**Exercise prompt**
Transcribe the material in full, exactly as written.

**Records provided**
►
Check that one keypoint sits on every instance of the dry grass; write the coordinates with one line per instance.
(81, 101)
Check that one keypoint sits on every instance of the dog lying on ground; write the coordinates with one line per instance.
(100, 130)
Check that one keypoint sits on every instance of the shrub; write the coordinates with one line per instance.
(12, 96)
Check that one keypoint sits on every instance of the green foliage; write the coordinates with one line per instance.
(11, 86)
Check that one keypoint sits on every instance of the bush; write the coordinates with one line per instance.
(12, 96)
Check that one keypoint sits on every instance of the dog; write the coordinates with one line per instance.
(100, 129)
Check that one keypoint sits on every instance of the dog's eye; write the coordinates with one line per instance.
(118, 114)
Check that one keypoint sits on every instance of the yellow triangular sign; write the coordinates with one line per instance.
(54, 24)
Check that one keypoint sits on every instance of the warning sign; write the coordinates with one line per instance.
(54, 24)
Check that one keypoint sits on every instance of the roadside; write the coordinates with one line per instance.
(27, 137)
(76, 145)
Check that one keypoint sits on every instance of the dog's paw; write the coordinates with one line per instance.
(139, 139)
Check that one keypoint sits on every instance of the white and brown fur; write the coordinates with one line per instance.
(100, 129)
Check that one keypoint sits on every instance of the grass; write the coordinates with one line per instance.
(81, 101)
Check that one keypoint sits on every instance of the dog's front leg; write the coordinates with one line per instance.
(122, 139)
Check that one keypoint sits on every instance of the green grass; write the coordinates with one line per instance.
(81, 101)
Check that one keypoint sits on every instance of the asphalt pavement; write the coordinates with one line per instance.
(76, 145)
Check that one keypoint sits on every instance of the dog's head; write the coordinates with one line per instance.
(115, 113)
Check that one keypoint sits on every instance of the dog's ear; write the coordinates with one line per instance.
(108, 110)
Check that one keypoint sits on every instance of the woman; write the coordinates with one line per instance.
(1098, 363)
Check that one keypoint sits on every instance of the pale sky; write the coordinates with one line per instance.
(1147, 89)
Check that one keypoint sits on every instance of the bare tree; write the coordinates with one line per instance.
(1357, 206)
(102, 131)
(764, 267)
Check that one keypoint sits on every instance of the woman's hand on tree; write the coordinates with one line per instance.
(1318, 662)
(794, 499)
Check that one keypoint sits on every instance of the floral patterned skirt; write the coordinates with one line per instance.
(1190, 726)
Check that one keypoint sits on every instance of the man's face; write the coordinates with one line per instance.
◄
**Result of this exercise**
Check that one keypoint sits on every instance of the dry grass; write the coordinates with one line per instance.
(81, 101)
Check that one keypoint sits on every instance of the dog lying on ground; write the coordinates with one line per instance.
(100, 130)
Check that one keypoint sits on every instance of the shrub; write the coordinates with one line per instance.
(12, 96)
Check that one keypoint sits on every instance of the green foliage; write the coordinates with one line per instance.
(11, 86)
Check that one keypoint sits on every instance of the bush; write the coordinates with one line per instance.
(12, 96)
Check that one keypoint sits on every instance of the dog; write the coordinates with one line per instance.
(100, 129)
Check that one keypoint sits on every instance of the dog's eye; write the coordinates with one line per instance.
(118, 114)
Check that one keypoint sits on every instance of the yellow triangular sign; write the coordinates with one line per instance.
(54, 24)
Check that one keypoint sits on every instance of the warning sign; write the coordinates with one line per instance.
(54, 24)
Check that one keypoint sits on every instance of the roadside; write the coordinates with one line per instance.
(27, 137)
(76, 145)
Check that one keypoint sits on every instance of the dog's paw; write the coordinates with one line per instance.
(139, 139)
Check that one keypoint sits on every instance of the white and brown fur; write the coordinates with one line per instance.
(100, 129)
Check that one keypoint sits on every instance of the grass; write the coordinates with one line per instance.
(81, 101)
Check that one keypoint sits on every instance of the dog's front leg; write the coordinates with one line per instance.
(122, 139)
Check that one keypoint sits on every instance of the green grass; write the coordinates with one line per instance.
(81, 101)
Check that one keypoint sits on every instance of the asphalt pavement; write the coordinates with one line per instance.
(76, 145)
Check that one keypoint sits on every instance of the dog's head; write the coordinates with one line per instance.
(115, 113)
Check that one keypoint sits on every instance of the dog's ear; write the coordinates with one line per instance.
(108, 110)
Check that one keypoint sits on every instance of the woman; write the coordinates with one line per instance.
(1098, 363)
Check that one keypoint sits on every instance of the pale sky; write the coordinates with one line per instance.
(1147, 89)
Check that one keypoint sits on every instance of the bare tree; write the coordinates with one line per instance.
(1357, 206)
(102, 131)
(764, 267)
Check that one keypoint sits on every instance of the woman's hand on tree; write the coordinates with one line per instance.
(1318, 662)
(794, 499)
Check that one keypoint sits on every instance of the floral patterned skirt; write the coordinates with one line per instance.
(1190, 726)
Check that one keypoint sits on every instance of the man's face; write the coordinates with one line per instance.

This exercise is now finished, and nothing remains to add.